Exercise objective: Return each line below that contains the string "window". The match is case-sensitive.

Stored records:
___

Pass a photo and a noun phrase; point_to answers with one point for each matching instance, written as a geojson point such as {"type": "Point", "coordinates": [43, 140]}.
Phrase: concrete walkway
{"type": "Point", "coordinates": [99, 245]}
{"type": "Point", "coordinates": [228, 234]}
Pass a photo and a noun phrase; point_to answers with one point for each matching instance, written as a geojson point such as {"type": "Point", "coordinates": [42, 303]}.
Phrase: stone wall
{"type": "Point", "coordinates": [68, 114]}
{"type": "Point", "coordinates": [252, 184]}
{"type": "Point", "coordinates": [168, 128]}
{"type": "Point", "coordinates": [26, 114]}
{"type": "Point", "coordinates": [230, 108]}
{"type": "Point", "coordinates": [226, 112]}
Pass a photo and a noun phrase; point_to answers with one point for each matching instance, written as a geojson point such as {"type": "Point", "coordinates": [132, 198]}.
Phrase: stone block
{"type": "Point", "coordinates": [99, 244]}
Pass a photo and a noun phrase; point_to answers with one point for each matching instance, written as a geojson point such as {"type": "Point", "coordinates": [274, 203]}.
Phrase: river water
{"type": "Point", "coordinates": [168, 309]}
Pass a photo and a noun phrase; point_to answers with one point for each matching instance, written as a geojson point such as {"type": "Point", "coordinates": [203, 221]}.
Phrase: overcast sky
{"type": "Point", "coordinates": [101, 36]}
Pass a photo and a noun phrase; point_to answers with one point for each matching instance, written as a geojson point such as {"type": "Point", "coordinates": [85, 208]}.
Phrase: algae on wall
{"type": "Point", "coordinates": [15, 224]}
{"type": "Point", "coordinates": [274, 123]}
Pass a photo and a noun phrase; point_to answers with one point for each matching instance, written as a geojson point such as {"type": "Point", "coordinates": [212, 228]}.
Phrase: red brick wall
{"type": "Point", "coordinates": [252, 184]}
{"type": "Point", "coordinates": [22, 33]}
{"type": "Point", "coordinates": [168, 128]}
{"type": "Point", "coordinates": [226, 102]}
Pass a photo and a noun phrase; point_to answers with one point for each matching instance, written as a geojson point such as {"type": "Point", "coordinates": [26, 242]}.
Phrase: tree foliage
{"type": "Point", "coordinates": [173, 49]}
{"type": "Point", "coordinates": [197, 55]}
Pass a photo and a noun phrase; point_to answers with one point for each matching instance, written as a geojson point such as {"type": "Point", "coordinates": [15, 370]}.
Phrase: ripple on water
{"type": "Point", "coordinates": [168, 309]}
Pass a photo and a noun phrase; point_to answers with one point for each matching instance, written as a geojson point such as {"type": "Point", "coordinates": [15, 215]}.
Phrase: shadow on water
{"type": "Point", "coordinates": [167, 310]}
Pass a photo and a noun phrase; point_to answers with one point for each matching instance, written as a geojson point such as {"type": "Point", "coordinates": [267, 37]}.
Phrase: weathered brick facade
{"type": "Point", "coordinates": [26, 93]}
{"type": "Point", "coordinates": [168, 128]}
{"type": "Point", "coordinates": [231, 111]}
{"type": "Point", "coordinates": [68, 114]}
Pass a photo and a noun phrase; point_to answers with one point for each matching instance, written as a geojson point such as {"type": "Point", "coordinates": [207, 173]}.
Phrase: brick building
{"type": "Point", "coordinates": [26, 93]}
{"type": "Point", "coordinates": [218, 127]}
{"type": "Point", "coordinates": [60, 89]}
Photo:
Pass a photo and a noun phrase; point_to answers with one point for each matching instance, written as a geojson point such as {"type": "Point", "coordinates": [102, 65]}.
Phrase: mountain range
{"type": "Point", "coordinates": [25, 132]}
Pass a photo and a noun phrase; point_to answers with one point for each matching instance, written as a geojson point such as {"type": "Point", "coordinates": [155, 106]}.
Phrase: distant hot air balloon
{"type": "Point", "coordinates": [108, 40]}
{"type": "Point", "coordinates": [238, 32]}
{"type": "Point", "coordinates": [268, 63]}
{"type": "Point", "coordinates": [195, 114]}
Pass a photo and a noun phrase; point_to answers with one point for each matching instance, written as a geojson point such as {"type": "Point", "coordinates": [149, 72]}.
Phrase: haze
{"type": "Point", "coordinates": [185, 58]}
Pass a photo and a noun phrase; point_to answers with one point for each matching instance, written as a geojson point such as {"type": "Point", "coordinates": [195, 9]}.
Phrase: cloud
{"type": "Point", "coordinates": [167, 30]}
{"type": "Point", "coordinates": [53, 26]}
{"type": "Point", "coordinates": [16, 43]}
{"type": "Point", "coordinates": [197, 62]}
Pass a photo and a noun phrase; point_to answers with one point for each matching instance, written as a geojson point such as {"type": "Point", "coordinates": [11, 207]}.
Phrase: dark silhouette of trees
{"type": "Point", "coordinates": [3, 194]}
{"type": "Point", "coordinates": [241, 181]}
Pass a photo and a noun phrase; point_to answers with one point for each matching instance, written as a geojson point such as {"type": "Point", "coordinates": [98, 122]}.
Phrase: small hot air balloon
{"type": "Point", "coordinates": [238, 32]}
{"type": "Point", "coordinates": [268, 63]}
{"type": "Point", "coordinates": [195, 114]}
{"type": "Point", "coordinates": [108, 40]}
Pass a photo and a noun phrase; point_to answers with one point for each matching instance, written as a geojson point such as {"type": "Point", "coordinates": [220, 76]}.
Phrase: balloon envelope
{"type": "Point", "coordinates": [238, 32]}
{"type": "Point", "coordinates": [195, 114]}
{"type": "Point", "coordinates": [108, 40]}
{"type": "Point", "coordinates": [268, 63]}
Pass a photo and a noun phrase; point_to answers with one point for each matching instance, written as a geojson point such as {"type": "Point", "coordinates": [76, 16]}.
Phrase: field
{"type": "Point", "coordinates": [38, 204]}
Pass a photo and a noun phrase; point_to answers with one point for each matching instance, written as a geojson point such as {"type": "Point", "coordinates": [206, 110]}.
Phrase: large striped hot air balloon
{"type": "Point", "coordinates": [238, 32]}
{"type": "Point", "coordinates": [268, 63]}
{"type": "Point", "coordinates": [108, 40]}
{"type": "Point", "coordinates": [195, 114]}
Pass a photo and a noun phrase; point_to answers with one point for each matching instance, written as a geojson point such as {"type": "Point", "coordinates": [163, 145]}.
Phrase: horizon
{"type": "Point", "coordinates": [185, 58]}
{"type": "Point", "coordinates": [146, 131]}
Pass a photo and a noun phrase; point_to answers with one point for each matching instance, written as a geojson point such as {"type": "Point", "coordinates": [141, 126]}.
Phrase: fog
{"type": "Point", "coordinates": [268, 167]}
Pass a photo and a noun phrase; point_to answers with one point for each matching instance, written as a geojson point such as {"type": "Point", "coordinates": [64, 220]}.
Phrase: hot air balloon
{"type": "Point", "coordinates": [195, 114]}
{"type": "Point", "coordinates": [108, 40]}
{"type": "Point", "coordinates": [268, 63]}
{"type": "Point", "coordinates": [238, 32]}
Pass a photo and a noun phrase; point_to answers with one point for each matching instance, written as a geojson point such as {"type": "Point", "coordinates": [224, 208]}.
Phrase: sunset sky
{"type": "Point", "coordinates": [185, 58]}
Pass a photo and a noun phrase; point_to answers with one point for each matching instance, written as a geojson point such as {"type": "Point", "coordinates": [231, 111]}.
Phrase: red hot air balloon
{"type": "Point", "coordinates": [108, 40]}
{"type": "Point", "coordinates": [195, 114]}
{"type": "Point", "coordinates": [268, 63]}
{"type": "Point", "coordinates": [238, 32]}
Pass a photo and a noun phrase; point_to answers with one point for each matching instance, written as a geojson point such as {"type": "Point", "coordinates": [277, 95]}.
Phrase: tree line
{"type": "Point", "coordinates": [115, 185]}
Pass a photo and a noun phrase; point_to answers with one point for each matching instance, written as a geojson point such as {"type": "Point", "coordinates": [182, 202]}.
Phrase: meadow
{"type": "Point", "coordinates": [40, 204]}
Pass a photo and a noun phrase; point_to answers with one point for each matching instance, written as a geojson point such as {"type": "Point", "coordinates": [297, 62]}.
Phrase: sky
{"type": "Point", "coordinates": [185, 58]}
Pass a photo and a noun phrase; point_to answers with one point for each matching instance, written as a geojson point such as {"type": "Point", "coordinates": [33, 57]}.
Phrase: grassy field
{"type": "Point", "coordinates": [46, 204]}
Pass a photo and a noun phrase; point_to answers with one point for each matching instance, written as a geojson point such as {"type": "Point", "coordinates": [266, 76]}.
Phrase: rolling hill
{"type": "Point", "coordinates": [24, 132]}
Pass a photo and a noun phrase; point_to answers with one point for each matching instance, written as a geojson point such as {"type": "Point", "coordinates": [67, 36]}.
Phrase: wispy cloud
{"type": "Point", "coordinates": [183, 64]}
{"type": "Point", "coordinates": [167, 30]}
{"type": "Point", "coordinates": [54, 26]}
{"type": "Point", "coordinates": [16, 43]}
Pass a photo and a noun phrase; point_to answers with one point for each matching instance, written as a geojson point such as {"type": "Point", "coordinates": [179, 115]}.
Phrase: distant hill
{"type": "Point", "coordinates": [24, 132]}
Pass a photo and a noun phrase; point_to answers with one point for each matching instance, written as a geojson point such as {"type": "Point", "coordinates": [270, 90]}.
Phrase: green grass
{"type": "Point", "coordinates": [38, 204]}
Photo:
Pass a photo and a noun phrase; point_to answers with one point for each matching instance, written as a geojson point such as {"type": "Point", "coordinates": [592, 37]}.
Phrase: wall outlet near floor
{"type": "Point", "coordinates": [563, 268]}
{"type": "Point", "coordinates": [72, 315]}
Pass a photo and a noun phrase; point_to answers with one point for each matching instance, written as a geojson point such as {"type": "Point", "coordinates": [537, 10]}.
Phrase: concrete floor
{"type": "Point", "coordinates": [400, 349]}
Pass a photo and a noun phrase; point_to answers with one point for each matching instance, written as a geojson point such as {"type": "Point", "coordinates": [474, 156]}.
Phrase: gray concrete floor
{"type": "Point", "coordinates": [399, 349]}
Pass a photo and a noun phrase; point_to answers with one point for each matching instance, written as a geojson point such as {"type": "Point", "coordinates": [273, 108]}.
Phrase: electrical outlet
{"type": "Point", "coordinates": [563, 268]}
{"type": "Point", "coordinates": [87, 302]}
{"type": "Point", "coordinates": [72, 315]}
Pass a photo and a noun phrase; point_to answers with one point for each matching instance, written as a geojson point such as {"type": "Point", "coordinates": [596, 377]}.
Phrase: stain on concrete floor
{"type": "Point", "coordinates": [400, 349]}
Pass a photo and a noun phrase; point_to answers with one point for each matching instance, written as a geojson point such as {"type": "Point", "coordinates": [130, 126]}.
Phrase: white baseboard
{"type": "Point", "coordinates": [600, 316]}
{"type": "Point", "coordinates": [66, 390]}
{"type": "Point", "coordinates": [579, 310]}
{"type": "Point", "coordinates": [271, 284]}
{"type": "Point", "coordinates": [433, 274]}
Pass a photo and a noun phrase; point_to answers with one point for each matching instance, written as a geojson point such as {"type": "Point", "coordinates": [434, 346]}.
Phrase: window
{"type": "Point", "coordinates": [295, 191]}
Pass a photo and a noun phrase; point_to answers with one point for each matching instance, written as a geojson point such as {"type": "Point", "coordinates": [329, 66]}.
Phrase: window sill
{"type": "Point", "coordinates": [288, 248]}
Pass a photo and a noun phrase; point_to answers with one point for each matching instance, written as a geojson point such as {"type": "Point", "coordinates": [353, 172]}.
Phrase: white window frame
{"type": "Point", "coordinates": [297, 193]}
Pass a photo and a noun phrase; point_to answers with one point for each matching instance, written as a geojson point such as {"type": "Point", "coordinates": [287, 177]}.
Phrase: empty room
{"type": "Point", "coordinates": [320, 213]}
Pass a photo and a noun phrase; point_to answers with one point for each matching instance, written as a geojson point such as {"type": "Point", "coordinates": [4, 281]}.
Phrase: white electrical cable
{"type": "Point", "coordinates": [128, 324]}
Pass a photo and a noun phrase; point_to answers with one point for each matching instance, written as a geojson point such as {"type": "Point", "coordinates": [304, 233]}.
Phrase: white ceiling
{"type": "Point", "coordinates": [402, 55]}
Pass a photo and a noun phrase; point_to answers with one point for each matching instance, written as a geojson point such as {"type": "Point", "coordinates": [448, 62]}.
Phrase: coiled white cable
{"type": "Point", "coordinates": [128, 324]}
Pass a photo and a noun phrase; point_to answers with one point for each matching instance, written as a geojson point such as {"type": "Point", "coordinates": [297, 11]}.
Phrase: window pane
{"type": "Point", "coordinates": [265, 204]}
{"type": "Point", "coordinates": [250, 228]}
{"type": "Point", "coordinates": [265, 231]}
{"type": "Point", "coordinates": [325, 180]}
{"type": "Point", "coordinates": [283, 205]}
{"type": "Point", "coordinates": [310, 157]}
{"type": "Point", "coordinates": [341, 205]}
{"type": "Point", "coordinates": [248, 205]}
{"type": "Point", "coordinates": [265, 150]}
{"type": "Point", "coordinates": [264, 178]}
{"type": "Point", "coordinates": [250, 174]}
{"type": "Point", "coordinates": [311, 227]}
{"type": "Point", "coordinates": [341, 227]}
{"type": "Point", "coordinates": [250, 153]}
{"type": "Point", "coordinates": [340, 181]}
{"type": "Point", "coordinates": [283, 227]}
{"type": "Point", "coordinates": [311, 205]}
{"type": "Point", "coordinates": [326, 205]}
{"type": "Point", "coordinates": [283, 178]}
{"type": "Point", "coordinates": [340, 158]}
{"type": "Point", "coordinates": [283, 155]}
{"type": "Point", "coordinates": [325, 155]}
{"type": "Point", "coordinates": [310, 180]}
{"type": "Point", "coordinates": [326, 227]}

___

Output:
Phrase: window
Phrase: window sill
Phrase: white window frame
Phrase: window pane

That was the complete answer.